EXCERPT TO READ:

━━━━━━━━━━━━━━━━━━━━

Re: [PATCH v2] net: stmmac: fix fatal bus error on resume by reinitializing RX buffers

From: Paolo Abeni

Date: Thu May 28 2026 - 08:07:06 EST


From: AI Reviewer <ai@xxxxxxxxxxx>

This is an AI-generated review of your patch. The human sending this
email has considered the AI review valid, or at least plausible.
Full review at: https://netdev-ai.bots.linux.dev/sashiko/
---
net: stmmac: fix fatal bus error on resume by reinitializing RX buffers

This patch adds stmmac_reinit_rx_descriptors() and calls it from
stmmac_resume() before stmmac_clear_descriptors() to re-program the RX
descriptor buffer-address fields from buffers that survived across the
PM transition, avoiding any allocation in the resume path.

> diff --git a/drivers/net/ethernet/stmicro/stmmac/stmmac_main.c b/drivers/net/ethernet/stmicro/stmmac/stmmac_main.c
> index 3591755ea30b..0dc27d8c66a0 100644
> --- a/drivers/net/ethernet/stmicro/stmmac/stmmac_main.c
> +++ b/drivers/net/ethernet/stmicro/stmmac/stmmac_main.c
> @@ -1642,6 +1642,79 @@ static void stmmac_clear_descriptors(struct stmmac_priv *priv,
> stmmac_clear_tx_descriptors(priv, dma_conf, queue);
> }
>
> +/**
> + * stmmac_reinit_rx_descriptors - re-program RX descriptors from existing
> + * buffers (allocation-free)

[ ... ]

> +static void stmmac_reinit_rx_descriptors(struct stmmac_priv *priv,
> + struct stmmac_dma_conf *dma_conf,
> + u32 queue)
> +{
> + struct stmmac_rx_queue *rx_q = &dma_conf->rx_queue[queue];
> + int i;
> +
> + for (i = 0; i < dma_conf->dma_rx_size; i++) {
> + struct stmmac_rx_buffer *buf = &rx_q->buf_pool[i];
> + struct dma_desc *p = stmmac_get_rx_desc(priv, rx_q, i);
> +
> + if (rx_q->xsk_pool) {
> + dma_addr_t dma_addr;
> +
> + /* The XSK pool may not be fully populated (e.g.

━━━━━━━━━━━━━━━━━━━━

DATA SHOWN:
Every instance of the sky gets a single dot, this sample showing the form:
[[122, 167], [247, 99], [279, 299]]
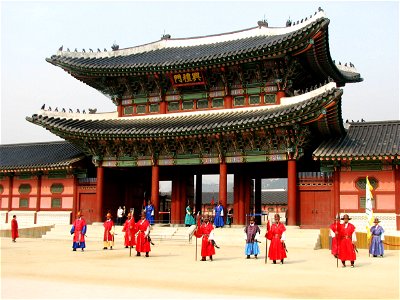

━━━━━━━━━━━━━━━━━━━━

YOUR TASK:
Using the stmmac patch review, answer these questions:
1. What is the name of the function that the patch adds?
2. Before which function does stmmac_resume() call the new function?
3. Which source file does the diff modify?

WRITTEN REPLY:
1. stmmac_reinit_rx_descriptors()
2. stmmac_clear_descriptors()
3. drivers/net/ethernet/stmicro/stmmac/stmmac_main.c